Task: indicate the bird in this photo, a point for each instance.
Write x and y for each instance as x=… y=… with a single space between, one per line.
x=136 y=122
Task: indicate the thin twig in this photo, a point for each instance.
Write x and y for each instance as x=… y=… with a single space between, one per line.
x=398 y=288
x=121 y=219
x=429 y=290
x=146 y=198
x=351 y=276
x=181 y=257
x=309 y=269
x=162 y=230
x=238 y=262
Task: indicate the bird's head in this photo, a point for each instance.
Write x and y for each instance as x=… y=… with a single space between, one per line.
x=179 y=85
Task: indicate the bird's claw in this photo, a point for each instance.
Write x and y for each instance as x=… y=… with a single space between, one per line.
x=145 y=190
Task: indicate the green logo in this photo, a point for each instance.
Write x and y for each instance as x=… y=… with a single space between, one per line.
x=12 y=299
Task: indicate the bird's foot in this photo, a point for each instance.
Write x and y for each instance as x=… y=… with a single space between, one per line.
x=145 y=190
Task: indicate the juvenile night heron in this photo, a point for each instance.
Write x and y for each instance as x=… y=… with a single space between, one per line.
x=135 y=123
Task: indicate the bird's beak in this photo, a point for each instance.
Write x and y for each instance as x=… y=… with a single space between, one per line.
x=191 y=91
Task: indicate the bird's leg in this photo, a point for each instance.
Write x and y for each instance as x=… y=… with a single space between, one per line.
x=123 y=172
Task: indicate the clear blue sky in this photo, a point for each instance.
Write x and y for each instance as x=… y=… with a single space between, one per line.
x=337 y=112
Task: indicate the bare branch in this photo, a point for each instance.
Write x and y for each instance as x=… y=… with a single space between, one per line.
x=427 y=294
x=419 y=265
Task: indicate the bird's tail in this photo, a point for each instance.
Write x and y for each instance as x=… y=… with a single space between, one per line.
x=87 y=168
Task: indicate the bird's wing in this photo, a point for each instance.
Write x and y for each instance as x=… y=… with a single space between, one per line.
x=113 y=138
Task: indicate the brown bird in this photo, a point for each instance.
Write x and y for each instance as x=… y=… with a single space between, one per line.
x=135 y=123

◇ ◇ ◇ ◇

Put every line of the records above into a Markdown table with two columns, Number for the row number and Entry for the line itself. Leave out any blank lines.

### Answer
| Number | Entry |
|---|---|
| 1 | Task: indicate the bird in this photo, a point for each instance. |
| 2 | Write x and y for each instance as x=… y=… with a single space between, one per line. |
| 3 | x=136 y=122 |
| 4 | Task: indicate the thin twig in this photo, a point for each instance. |
| 5 | Write x and y for each instance as x=… y=… with a single space between, one per line. |
| 6 | x=398 y=288 |
| 7 | x=121 y=219 |
| 8 | x=429 y=290 |
| 9 | x=146 y=198 |
| 10 | x=351 y=276 |
| 11 | x=181 y=257 |
| 12 | x=309 y=269 |
| 13 | x=162 y=230 |
| 14 | x=238 y=262 |
| 15 | Task: indicate the bird's head in this photo, a point for each instance. |
| 16 | Write x and y for each instance as x=… y=… with a single space between, one per line. |
| 17 | x=179 y=85 |
| 18 | Task: indicate the bird's claw in this photo, a point for each instance. |
| 19 | Write x and y for each instance as x=… y=… with a single space between, one per line. |
| 20 | x=145 y=190 |
| 21 | Task: indicate the green logo in this photo, a point for each instance. |
| 22 | Write x and y for each instance as x=… y=… with a single space between, one per line. |
| 23 | x=12 y=299 |
| 24 | Task: indicate the bird's foot in this photo, a point for each instance. |
| 25 | Write x and y for each instance as x=… y=… with a single space between, one per line. |
| 26 | x=145 y=190 |
| 27 | Task: indicate the juvenile night heron in this photo, a point for each instance. |
| 28 | Write x and y for each instance as x=… y=… with a single space between, one per line. |
| 29 | x=135 y=123 |
| 30 | Task: indicate the bird's beak in this photo, a point for each instance. |
| 31 | Write x and y for each instance as x=… y=… with a single space between, one per line. |
| 32 | x=191 y=91 |
| 33 | Task: indicate the bird's leg in this photo, a point for each instance. |
| 34 | Write x and y for each instance as x=… y=… with a single space between, one per line. |
| 35 | x=123 y=172 |
| 36 | Task: indicate the clear blue sky in this photo, a point for each instance. |
| 37 | Write x and y for each instance as x=… y=… with a single space between, one per line. |
| 38 | x=337 y=112 |
| 39 | Task: indicate the bare branch in this photo, a point for each instance. |
| 40 | Write x and y for each instance as x=… y=… with a single space between, one per line. |
| 41 | x=427 y=294 |
| 42 | x=419 y=265 |
| 43 | Task: indicate the bird's tail in this photo, a point for each instance. |
| 44 | Write x and y for each instance as x=… y=… with a single space between, one per line. |
| 45 | x=87 y=168 |
| 46 | Task: indicate the bird's wing in this photo, a point for each instance. |
| 47 | Write x and y for each instance as x=… y=… with a single space between, one per line. |
| 48 | x=113 y=138 |
| 49 | Task: indicate the brown bird in this photo, a point for each instance. |
| 50 | Write x and y for each instance as x=… y=… with a single space between, one per line. |
| 51 | x=135 y=123 |